→ **Passage to read**:
=-=-=
The basic idea of letting your baby cry it out sounds simple enough: instead of getting up to soothe your fussy baby in the night, you let the little one cry a bit and then fall asleep again without help. But, like many parenting techniques, there are many different ways to cry it out. Each method has its own benefits and drawbacks, so it's important to familiarize yourself with the different methods and find one that works for you and your family.
As with most parenting decisions, there are potential pros and cons to using any cry it out approach, and each method has its proponents and detractors. Although the variety of choices may seem like a good thing at first, when you're listening to a baby cry his head off at three in the morning, chances are this won't matter much. You will just want the method that's right for your family (and your own sanity).
By reviewing these methods of crying it out, you can familiarize yourself with the techniques that have worked for other families. Chances are, you will come across a method that sounds like the right fit for your little one. Whatever approach to sleep training you choose, hopefully you and your baby will be well on your way to more restful slumbers in no time.
1The Ferber Method
Richard Ferber, pediatrician and OG sleep training advocate, introduced his method of teaching babies to self-soothe in his 1985 book, Solve Your Child's Sleep Problems. According to Baby Center, the "Ferberizing" method has gained popularity, although its original ideas are often misconstrued by detractors (for instance, he does not advocate leaving your baby alone to cry all night out of the blue). Ferber's actual method is more nuanced, and he advocates "gradual extinction," in which you delay responding to your baby's nighttime wakings in a progressive manner, as noted in Parenting. The method encourages caregivers to check in on the baby incrementally, and you can even plan out a schedule for gradually lengthening your times between check-ins, as explained by the Baby Sleep Site.
2The Babywise Method
Written by infant care management experts Gary Ezzo and Robert Bucknam, On Becoming Babywise: Giving Your Infant the Gift of Nighttime Sleep presents another approach to sleep management. According to The Baby Sleep Site, the Babywise method involves a schedule in which your baby eats, plays, and then naps. Although many caregivers love this parent-led schedule, there has been some controversy about Babywise, it does run counter to the American Academy of Pediatrics' recommendation of feeding babies on demand, as noted in Baby Center. If you're interested in the Babywise method but feel concerned about sticking to the schedule, have a chat with your pediatrician about what would work best for your little one.
=-=-=
→ **What to do**:
A. According to the passage on cry-it-out methods, in what year and in which book did Richard Ferber introduce his method?
B. Carry on the passage on cry-it-out methods, starting after its last sentence.
The listing that comes next is separate material with no connection to the passage on cry-it-out methods.
=-=-=
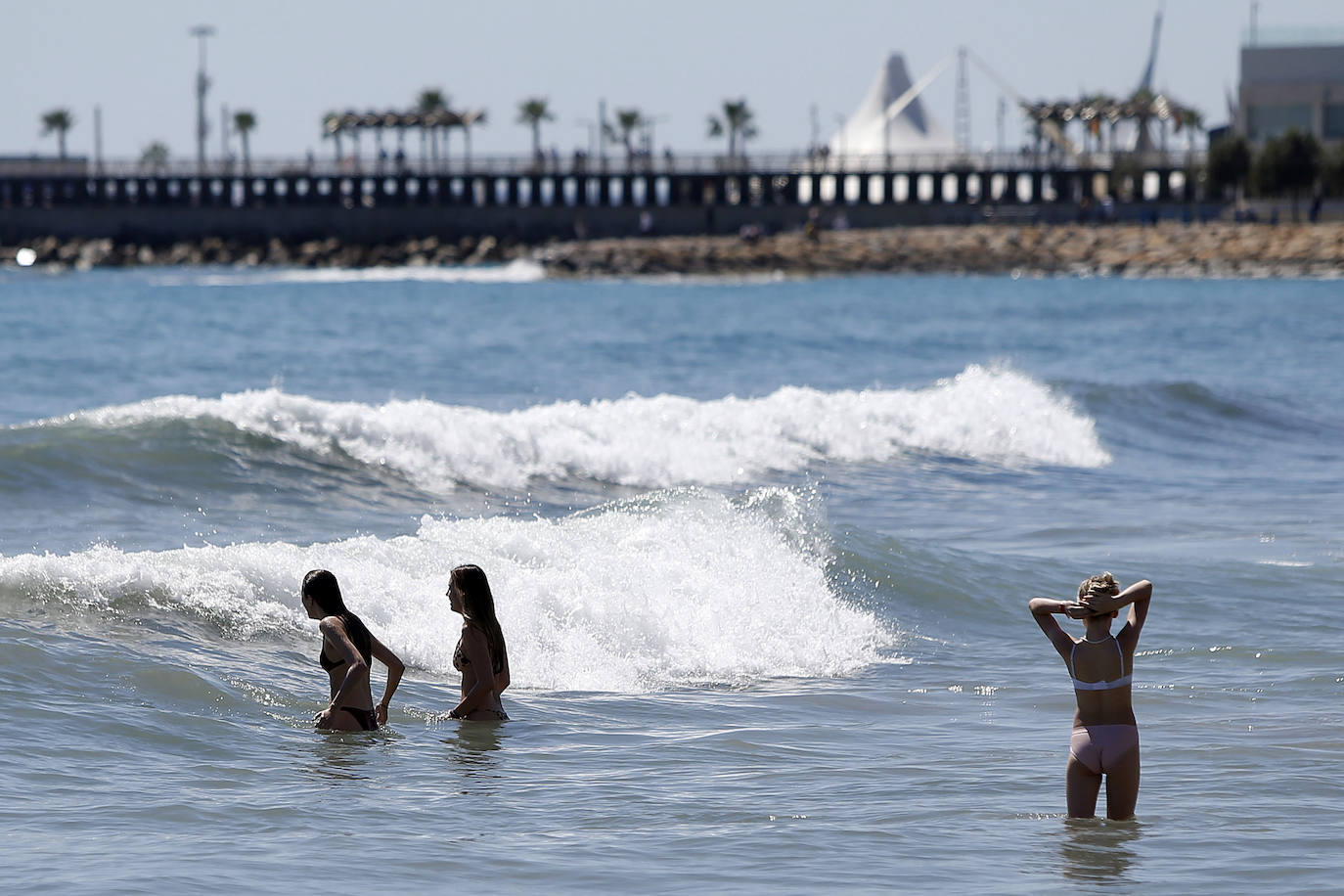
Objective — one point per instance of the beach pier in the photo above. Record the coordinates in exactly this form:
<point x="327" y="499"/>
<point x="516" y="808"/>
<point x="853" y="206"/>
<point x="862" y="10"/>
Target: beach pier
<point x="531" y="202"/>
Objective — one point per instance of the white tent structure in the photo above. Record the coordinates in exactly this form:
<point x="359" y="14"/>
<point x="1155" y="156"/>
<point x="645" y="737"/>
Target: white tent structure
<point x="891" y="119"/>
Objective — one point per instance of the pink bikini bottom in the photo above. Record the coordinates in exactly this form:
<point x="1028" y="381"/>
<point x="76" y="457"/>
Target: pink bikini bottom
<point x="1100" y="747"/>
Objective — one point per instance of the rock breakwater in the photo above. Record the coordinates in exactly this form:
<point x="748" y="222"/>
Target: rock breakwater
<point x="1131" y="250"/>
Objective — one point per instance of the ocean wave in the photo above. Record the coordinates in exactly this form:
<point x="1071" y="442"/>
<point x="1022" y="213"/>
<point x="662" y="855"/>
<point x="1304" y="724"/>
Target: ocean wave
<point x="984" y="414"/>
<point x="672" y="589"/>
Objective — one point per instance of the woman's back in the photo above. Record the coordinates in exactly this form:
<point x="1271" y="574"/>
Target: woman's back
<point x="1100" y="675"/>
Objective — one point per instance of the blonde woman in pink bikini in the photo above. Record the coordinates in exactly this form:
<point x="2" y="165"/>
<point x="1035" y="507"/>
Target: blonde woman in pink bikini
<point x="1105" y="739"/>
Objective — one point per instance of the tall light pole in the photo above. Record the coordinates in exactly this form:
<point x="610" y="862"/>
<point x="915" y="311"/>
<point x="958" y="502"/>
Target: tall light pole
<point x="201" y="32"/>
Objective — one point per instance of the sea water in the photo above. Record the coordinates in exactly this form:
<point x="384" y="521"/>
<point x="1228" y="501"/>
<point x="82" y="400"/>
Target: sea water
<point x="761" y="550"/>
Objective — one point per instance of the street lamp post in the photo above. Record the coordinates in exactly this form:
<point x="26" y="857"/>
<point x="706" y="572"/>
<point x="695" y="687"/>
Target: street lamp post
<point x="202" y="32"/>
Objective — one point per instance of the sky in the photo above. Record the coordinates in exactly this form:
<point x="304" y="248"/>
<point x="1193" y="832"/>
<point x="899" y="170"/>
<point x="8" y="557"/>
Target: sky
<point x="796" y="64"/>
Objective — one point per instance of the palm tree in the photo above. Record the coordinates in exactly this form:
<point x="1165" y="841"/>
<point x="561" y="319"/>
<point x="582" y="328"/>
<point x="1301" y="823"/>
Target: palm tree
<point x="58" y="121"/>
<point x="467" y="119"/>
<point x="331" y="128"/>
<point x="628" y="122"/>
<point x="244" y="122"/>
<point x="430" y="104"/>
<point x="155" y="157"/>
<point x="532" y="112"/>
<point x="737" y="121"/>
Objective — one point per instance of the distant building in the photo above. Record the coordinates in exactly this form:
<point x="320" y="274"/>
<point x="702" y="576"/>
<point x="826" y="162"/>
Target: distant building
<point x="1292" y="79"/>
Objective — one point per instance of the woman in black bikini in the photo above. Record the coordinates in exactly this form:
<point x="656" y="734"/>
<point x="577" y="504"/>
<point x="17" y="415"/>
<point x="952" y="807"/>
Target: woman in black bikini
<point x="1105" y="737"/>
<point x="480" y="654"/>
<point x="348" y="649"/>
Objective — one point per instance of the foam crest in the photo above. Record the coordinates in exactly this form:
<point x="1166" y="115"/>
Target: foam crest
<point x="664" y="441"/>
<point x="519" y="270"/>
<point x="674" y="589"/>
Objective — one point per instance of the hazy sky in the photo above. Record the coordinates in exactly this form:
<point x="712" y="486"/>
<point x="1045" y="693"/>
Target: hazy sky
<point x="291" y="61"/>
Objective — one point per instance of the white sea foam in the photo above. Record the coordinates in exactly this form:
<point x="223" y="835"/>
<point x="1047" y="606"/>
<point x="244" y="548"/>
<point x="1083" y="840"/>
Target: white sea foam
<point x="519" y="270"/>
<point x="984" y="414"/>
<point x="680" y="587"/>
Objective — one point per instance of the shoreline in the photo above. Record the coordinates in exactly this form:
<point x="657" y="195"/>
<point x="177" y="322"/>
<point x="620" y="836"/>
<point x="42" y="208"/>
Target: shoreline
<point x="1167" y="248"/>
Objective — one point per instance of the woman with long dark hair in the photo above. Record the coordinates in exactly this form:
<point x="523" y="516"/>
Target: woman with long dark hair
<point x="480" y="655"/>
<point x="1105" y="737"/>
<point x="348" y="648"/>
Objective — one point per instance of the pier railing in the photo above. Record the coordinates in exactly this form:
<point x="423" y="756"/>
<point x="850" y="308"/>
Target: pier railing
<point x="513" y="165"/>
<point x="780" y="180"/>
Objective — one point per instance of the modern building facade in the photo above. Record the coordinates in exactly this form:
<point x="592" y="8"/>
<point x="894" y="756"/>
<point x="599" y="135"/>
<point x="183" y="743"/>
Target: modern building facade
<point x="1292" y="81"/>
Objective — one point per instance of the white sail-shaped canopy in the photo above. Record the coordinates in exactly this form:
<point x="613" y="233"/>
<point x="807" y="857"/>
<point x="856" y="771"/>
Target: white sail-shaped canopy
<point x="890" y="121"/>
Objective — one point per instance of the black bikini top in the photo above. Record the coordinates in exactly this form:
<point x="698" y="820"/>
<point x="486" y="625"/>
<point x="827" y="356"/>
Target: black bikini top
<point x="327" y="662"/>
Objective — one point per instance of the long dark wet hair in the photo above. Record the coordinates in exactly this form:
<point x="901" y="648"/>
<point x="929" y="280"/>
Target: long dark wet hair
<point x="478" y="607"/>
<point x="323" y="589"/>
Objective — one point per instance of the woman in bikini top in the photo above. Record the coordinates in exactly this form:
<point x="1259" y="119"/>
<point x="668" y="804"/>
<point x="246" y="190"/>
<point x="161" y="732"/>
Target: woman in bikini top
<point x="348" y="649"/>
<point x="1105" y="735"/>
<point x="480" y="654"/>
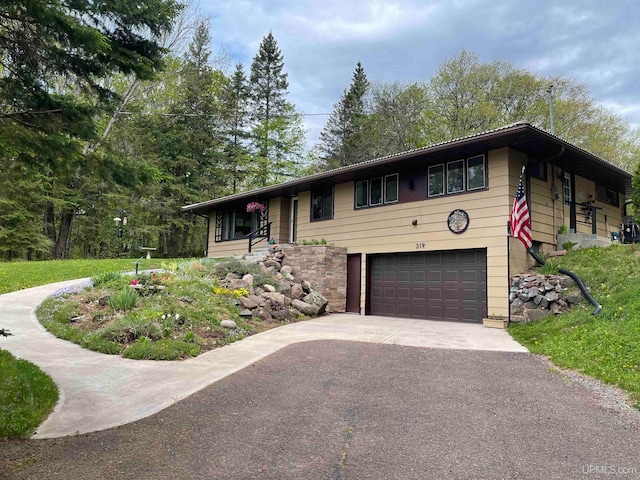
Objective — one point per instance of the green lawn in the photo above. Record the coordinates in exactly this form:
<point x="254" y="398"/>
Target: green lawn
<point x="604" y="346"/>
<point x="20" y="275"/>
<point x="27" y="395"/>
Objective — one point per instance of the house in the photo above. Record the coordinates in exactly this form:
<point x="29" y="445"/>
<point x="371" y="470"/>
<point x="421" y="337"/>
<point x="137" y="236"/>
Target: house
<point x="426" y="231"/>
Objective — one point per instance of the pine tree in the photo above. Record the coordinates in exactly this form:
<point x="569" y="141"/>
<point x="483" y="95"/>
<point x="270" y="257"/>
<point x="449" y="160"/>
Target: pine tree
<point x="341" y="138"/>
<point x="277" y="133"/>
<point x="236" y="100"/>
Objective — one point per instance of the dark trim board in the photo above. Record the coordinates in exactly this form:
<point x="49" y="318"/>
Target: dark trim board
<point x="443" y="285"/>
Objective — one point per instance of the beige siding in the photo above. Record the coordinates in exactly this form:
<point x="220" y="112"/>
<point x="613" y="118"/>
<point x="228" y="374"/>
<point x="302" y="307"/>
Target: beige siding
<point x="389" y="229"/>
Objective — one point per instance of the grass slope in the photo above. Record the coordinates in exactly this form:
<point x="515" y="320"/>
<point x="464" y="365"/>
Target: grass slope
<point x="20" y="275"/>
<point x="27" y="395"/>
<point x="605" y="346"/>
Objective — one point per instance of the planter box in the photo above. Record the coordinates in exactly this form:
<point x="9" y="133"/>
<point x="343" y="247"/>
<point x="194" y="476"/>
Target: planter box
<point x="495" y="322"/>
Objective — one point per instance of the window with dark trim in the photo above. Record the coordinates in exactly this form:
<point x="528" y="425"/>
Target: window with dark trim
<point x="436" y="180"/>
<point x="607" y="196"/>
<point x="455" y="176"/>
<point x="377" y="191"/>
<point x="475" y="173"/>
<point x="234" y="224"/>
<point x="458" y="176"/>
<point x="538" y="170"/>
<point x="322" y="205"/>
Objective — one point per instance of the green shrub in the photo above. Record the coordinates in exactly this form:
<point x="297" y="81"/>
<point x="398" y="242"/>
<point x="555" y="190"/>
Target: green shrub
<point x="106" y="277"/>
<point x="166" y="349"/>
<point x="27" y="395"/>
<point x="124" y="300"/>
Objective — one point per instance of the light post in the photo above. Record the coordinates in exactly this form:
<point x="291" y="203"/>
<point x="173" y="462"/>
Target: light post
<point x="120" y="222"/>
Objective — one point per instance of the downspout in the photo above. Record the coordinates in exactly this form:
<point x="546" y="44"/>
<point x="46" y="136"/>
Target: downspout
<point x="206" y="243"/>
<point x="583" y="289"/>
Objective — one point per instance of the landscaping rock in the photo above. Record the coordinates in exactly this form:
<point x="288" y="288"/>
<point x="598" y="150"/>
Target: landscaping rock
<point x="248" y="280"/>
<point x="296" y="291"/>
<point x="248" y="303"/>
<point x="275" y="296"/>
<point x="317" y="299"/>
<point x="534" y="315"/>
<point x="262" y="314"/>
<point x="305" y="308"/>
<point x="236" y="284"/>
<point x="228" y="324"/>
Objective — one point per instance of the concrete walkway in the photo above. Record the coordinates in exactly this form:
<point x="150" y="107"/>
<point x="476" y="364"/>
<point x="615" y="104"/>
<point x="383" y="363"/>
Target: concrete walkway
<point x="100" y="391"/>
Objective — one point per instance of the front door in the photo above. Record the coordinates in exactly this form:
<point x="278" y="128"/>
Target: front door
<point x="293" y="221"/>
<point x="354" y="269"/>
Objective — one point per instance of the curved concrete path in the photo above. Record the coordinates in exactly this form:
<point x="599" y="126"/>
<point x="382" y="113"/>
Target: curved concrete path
=-=-=
→ **Results in order**:
A. In 1985, in his book Solve Your Child's Sleep Problems.

B.
3The Basic Bedtime Method
Like the other methods, Sleeping Through the Night: How Infants, Toddlers, and Their Parents Can Get a Good Night's Sleep by Jodi A. Mindell, Ph.D., relies on routines and schedules to help your little one get through the night in peace. Mindell, the associate director of the Sleep Disorders Center at The Children's Hospital of Philadelphia, advocates a research-based "basic bedtime method" to help with all kinds of bedtime problems, as noted by the Seattle Children's Hospital. By focusing heavily on the bedtime routine, you may avoid those middle-of-the-night problems altogether.
4The Weissbluth Method
Another cry-it-out method is advocated by Marc Weissbluth M.D. in Healthy Sleep Habits, Happy Child. This method examines the obstacles many caregivers face when dealing with babies of different temperaments and their common sleep problems. As noted by Sleeplady, this method differs from others in that you are encouraged to let your baby cry until he's asleep, without the gradual "check-ins" encouraged by the Ferber Method.
And you can also get technology involved. Does your baby need a nap? There's an app for that. According to Weissbluth Pediatrics, you can use the Weissbluth apps to tailor your child's sleep individual sleep habits. Whatever method or tool you choose, hopefully you and your family can enjoy more restful nights in no time.